▸ **Aim of the task**
Repeat the items from the start through the line holding "[0,217,480,297]", inclusive, with "corresponding boxes" changed to "matching boxes" and nothing else altered. Omit the pictures from your answer.

Region labeling records:

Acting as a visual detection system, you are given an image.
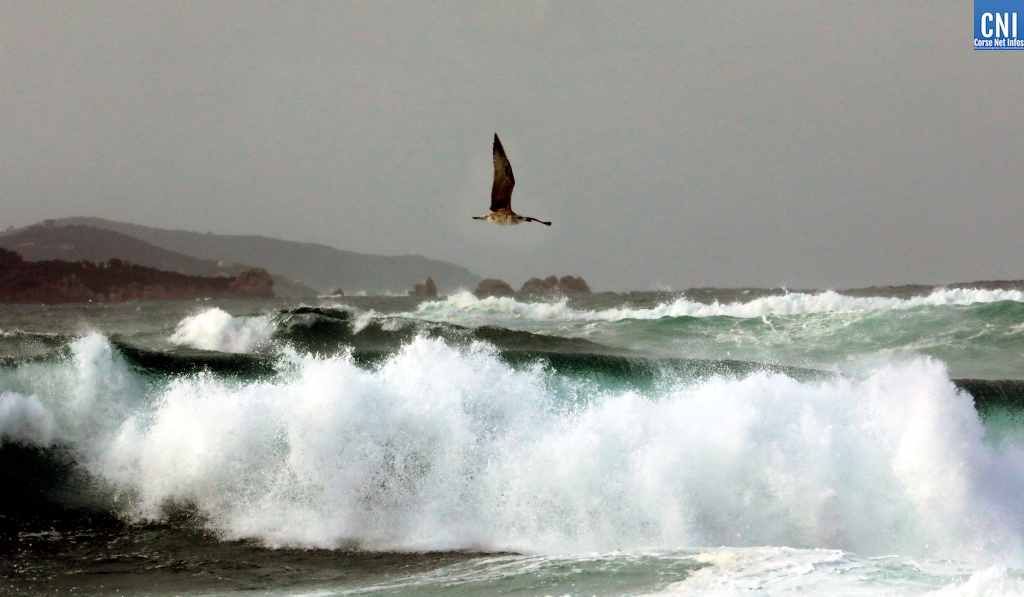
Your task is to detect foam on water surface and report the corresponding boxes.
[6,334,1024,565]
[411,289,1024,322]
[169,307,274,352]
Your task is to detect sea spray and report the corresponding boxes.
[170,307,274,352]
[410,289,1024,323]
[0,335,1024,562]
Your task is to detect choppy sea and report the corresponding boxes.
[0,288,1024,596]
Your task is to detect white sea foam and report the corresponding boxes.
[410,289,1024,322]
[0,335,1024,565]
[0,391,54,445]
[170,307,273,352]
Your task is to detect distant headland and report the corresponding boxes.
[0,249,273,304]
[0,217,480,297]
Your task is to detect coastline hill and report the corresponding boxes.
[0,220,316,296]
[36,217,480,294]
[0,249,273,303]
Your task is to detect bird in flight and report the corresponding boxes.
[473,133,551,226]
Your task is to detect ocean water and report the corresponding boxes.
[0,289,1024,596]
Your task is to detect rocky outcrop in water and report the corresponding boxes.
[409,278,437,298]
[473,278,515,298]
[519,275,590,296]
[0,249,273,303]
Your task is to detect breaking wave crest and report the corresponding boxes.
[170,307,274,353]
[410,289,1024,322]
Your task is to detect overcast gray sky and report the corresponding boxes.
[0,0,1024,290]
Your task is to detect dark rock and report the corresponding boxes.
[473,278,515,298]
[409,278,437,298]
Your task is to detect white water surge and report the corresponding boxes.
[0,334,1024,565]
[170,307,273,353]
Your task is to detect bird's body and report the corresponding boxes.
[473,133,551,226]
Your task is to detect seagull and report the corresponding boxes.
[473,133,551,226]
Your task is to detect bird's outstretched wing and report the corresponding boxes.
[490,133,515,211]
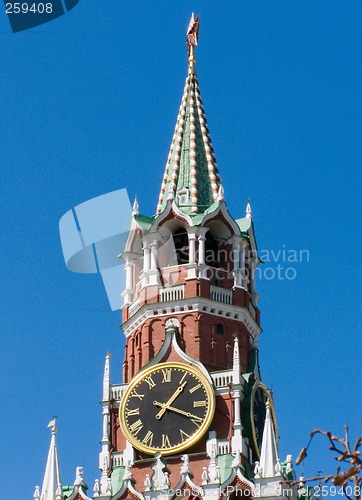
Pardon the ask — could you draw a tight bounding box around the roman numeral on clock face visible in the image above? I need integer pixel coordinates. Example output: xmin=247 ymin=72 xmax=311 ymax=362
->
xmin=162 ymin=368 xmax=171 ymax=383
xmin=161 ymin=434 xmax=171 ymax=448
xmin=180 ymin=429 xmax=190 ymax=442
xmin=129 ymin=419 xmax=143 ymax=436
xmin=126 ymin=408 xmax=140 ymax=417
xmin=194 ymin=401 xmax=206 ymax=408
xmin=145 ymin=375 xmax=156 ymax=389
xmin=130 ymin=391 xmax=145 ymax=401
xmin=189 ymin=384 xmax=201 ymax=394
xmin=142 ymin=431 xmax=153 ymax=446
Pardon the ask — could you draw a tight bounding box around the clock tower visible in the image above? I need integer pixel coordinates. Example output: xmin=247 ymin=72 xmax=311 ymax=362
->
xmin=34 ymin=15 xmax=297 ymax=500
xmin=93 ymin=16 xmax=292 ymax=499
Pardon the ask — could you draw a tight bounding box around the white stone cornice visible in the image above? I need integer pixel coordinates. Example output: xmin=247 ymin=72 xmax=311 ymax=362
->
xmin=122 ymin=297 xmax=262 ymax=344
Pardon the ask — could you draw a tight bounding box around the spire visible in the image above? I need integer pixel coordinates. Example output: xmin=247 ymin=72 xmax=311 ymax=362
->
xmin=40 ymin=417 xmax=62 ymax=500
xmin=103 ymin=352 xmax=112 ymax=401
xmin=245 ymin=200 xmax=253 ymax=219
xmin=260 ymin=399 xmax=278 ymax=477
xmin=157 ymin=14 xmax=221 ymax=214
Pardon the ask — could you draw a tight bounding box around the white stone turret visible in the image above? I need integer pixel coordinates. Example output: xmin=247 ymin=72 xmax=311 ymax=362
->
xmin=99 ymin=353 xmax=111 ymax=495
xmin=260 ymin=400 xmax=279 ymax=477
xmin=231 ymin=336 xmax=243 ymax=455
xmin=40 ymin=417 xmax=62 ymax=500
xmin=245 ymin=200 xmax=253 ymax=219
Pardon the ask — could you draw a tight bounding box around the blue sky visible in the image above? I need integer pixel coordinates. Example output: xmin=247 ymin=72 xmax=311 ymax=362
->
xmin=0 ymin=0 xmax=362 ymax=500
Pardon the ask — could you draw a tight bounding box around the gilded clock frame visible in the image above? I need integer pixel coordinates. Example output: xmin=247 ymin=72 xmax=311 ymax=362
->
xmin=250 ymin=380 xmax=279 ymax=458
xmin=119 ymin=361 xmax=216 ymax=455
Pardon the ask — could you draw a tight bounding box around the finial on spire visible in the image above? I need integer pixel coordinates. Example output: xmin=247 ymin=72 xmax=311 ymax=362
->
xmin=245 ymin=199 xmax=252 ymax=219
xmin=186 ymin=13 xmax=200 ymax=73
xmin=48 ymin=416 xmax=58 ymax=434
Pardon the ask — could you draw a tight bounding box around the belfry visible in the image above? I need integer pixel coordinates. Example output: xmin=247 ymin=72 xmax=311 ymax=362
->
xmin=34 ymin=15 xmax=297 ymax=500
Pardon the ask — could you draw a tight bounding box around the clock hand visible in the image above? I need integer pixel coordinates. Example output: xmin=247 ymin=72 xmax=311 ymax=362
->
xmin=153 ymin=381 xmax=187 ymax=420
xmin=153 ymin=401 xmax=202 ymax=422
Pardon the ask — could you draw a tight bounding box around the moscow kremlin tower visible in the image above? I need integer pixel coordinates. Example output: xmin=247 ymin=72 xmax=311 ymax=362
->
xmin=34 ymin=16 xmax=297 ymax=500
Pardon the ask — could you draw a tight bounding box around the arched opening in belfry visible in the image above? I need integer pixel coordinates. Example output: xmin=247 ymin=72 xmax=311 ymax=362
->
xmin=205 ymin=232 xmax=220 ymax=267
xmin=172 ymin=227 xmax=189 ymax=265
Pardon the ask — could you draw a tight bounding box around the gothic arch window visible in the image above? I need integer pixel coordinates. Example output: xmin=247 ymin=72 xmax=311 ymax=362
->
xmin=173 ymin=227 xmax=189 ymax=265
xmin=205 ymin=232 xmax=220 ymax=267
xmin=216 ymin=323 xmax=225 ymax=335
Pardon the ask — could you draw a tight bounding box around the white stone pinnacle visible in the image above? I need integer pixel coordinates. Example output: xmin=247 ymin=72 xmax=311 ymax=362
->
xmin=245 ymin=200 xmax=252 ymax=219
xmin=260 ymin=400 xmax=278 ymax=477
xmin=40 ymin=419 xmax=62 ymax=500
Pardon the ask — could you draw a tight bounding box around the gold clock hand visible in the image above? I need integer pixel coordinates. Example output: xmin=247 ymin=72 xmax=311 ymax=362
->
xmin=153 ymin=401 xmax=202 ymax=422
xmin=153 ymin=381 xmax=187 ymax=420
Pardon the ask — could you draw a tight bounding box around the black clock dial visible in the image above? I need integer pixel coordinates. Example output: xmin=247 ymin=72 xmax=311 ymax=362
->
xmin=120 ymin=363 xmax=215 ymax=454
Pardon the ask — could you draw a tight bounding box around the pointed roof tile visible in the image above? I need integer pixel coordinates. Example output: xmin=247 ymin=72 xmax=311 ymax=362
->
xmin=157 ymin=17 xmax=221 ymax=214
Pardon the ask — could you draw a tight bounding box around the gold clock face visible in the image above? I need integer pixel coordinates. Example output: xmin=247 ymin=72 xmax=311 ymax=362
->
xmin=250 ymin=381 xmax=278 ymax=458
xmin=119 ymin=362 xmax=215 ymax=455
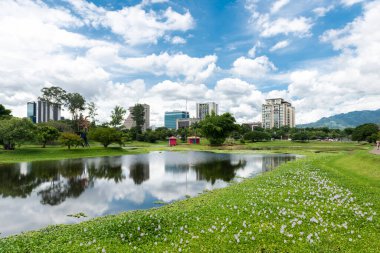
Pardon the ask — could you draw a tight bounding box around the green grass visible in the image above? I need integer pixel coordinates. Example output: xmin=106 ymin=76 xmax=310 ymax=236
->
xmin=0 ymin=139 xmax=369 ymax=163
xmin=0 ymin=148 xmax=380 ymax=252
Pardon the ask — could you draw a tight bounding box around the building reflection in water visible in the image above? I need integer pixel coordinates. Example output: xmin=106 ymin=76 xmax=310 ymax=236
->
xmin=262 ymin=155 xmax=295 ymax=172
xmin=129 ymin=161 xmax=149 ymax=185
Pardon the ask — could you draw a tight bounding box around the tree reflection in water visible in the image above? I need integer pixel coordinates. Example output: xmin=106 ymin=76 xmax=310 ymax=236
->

▸ **Answer to the problem**
Acting as a visual detection system, you are given an image.
Your task is to detect foam on water surface and report the matching boxes.
[6,334,1024,565]
[411,289,1024,322]
[169,307,274,352]
Your task is to detect sea spray and report the matching boxes.
[170,307,274,352]
[410,289,1024,323]
[0,335,1024,562]
Your task is to detect choppy sea and report the matching boxes.
[0,288,1024,596]
Your task is to detect white sea foam and report the matching boxes.
[410,289,1024,322]
[0,335,1024,565]
[0,391,54,445]
[170,307,273,352]
Your task is to detect distant headland and report the matching boxes.
[0,249,273,304]
[0,217,480,297]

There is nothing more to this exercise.